Erforderliche Schritte:
- A) Gib den Bericht über die Fastnachtsbuchpräsentation beginnend bei „Eigentlich wollte Werner“ und endend bei „kurzer Hand ab.“ erneut wieder und tausche dabei „Klosterkirche“ gegen „Stadthalle“ aus.
- B) Übersetze diesen Satz aus dem Bericht über die Fastnachtsbuchpräsentation ins Englische: „Der Freiburger Professor Werner Mezger räumte mit überkommenen Vorstellungen von der Fastnacht auf und stellte neue überraschende Erkenntnisse vor.“
- C) Nenne alle Personen, die im Bericht über die Fastnachtsbuchpräsentation mit Vor- und Nachnamen vorkommen.

Quellenauszug:
In Schramberg immer gern gesehen: Werner Mezger beim Bücher signieren, mit Zunftmeister Michael Melvin und vor einem iaufmerksamen Publikum in der Villa Junghans. Fotos: Fritsche Foto: Schwarzwälder-Bote

Spannende Buchpräsentation zur schwäbisch-alemannischen Fastnacht mit Werner Mezger in der Villa Junghans

Von Johannes Fritsche

Schramberg. Der Freiburger Professor Werner Mezger räumte mit überkommenen Vorstellungen von der Fastnacht auf und stellte neue überraschende Erkenntnisse vor.

Eigentlich wollte Werner Mezger sein am 28. Januar erschienenes neues Werk über die schwäbisch-alemannische Fastnacht in der Klosterkirche in Oberndorf vorstellen. Wegen dem Gezerre um den dort geplanten Eintrittspreis (der Schwarzwälder Bote berichtete darüber) sagte er den Termin kurzer Hand ab.

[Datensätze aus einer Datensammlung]
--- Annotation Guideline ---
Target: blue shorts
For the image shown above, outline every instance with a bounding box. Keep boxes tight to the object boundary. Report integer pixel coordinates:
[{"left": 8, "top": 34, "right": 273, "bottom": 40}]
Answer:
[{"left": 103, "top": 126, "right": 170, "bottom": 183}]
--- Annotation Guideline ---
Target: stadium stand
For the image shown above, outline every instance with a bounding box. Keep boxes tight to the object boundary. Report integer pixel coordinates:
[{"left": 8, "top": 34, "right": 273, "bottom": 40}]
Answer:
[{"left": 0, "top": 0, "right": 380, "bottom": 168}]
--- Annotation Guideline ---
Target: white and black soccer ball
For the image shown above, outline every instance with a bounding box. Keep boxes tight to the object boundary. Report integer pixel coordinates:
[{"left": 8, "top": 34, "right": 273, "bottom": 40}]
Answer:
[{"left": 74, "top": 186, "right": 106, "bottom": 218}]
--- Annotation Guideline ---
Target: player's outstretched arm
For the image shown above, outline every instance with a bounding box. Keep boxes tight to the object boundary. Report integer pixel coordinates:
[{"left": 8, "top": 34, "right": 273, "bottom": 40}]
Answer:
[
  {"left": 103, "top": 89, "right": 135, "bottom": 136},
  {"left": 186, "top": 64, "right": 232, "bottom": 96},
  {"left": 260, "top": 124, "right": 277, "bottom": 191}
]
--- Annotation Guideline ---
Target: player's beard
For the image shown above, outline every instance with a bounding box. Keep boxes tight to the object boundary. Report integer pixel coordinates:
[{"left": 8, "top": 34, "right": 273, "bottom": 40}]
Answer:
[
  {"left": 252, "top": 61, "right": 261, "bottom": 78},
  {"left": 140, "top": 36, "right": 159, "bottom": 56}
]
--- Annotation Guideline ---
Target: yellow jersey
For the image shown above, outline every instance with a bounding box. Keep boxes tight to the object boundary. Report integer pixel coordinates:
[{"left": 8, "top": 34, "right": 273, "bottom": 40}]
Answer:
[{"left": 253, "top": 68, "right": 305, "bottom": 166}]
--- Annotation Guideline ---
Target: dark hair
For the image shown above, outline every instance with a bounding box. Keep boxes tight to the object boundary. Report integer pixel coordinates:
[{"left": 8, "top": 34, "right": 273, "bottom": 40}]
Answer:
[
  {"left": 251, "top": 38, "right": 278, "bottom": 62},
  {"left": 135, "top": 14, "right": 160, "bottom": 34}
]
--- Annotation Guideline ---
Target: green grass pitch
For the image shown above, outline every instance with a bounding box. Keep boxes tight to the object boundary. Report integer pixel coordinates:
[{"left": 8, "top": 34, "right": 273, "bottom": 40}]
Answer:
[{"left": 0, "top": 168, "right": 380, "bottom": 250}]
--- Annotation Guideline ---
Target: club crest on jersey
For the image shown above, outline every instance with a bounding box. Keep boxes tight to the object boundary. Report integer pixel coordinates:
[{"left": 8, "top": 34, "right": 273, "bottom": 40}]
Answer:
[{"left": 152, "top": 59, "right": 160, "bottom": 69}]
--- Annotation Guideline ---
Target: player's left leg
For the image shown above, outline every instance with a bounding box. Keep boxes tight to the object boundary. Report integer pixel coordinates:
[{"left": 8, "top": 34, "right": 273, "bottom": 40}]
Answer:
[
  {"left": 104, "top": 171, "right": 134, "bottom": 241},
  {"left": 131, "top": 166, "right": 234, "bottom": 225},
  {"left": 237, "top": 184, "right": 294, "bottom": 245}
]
==
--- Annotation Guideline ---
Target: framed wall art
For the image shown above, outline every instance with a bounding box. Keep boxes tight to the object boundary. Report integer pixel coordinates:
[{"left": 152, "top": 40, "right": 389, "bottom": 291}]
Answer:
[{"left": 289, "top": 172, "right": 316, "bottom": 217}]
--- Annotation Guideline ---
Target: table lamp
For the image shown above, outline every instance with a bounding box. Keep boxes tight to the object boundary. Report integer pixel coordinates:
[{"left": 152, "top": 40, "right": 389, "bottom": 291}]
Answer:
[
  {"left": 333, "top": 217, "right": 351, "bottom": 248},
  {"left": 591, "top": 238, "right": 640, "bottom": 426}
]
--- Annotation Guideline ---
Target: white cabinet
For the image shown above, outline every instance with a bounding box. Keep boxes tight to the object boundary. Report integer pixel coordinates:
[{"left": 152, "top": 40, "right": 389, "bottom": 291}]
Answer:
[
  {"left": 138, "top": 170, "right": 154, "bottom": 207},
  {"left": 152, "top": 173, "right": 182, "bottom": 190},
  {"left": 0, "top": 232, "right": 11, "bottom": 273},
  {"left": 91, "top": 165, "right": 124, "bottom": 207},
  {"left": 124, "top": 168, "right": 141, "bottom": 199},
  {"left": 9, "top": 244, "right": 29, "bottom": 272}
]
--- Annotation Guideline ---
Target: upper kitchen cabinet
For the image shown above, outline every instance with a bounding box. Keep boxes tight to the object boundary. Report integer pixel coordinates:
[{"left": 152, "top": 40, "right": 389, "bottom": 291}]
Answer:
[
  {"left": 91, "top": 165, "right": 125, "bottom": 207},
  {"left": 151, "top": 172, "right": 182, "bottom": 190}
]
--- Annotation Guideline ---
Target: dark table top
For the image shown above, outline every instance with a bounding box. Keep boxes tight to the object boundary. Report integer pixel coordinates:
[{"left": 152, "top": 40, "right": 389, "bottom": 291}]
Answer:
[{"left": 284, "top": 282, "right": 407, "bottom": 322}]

Vollständige Antworten:
- A)
Eigentlich wollte Werner Mezger sein am 28. Januar erschienenes neues Werk über die schwäbisch-alemannische Fastnacht in der Stadthalle in Oberndorf vorstellen. Wegen dem Gezerre um den dort geplanten Eintrittspreis (der Schwarzwälder Bote berichtete darüber) sagte er den Termin kurzer Hand ab.

- B) Freiburg professor Werner Mezger did away with outdated notions of Fastnacht and presented surprising new findings.

- C) Werner Mezger, Michael Melvin, Johannes Fritsche